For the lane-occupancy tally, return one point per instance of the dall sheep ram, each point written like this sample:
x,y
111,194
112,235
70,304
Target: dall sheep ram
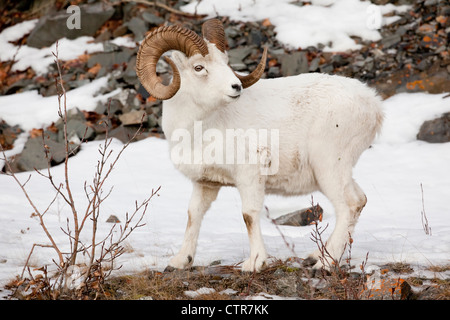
x,y
322,123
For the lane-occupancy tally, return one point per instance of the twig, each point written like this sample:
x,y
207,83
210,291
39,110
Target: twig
x,y
425,224
166,7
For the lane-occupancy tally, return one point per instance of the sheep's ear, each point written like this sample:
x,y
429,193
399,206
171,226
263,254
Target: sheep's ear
x,y
179,58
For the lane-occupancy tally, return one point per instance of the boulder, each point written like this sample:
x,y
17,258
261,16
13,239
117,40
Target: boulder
x,y
294,63
52,27
302,217
34,155
437,130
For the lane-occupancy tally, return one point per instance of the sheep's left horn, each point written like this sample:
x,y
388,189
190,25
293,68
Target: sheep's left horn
x,y
213,31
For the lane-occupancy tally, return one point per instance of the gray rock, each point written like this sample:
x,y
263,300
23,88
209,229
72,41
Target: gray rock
x,y
138,27
122,133
287,285
436,131
80,129
390,41
302,217
34,156
53,27
109,59
134,117
152,19
294,63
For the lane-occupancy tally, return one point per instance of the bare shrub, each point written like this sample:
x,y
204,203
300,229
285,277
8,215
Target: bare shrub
x,y
74,279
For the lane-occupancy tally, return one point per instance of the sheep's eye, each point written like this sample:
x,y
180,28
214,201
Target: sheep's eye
x,y
198,68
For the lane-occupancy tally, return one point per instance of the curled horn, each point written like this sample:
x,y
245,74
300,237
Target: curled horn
x,y
152,48
213,31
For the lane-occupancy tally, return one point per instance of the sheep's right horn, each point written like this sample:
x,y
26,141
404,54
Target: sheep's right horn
x,y
256,74
154,45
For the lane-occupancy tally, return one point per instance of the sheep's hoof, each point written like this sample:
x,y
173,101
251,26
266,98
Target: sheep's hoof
x,y
169,269
309,262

○ ○ ○ ○

TASK TO CARRY OUT
Render everything in the listing above, from the line containing "sheep's ear, each" down to the end of the listing, as a JSON list of strings with one string per line and blank lines left out.

PROBLEM SOLUTION
[
  "For the lane-occupancy tally, return one point per instance of the sheep's ear, each point written like this sample:",
  "x,y",
  "429,193",
  "399,206",
  "171,226",
  "263,254",
  "Target: sheep's ear",
  "x,y",
  "179,58",
  "For the lane-occupancy tally, return one point per instance of the boulder, each point written like this sample:",
  "x,y",
  "17,258",
  "261,16",
  "13,239",
  "117,40",
  "Target: boulder",
  "x,y",
  "294,63",
  "52,27",
  "302,217",
  "34,155",
  "437,130",
  "For the lane-occupancy tally, return one point per instance of the sheep's left horn, each point written like this sample:",
  "x,y",
  "388,189",
  "190,25",
  "293,68",
  "Target: sheep's left horn",
  "x,y",
  "213,31",
  "For the lane-occupancy tally, return one point per instance of the gray rock, each point written like this sample:",
  "x,y",
  "263,300",
  "23,88",
  "209,229",
  "72,41",
  "Target: gray rock",
  "x,y",
  "138,27",
  "122,133",
  "287,285",
  "436,131",
  "80,129",
  "390,41",
  "302,217",
  "34,156",
  "53,27",
  "109,59",
  "134,117",
  "152,19",
  "294,63",
  "For the lane-occupancy tally, return one point per instance of the bare shrub, each point written like this sample:",
  "x,y",
  "204,203",
  "300,229",
  "285,277",
  "8,215",
  "Target: bare shrub",
  "x,y",
  "74,279",
  "For the lane-occupancy tally, return one point per instance of the sheep's eye, each point written like this sample:",
  "x,y",
  "180,28",
  "214,201",
  "Target: sheep's eye",
  "x,y",
  "198,68",
  "For the lane-occupancy tally, return one point per instance of the curled horn, each point written like this sample:",
  "x,y",
  "245,74",
  "300,237",
  "Target: curled horn",
  "x,y",
  "152,48",
  "213,31",
  "For the lane-occupancy tally, return one point per instance of the sheep's right horn, each point written like this sample:",
  "x,y",
  "26,141",
  "404,54",
  "Target: sheep's right horn",
  "x,y",
  "256,74",
  "154,45",
  "For the lane-occupancy tally, return one point per instance of the sheep's hoof, each point written like this sample:",
  "x,y",
  "173,101",
  "251,26",
  "266,98",
  "Target: sheep's hoof",
  "x,y",
  "169,269",
  "309,262"
]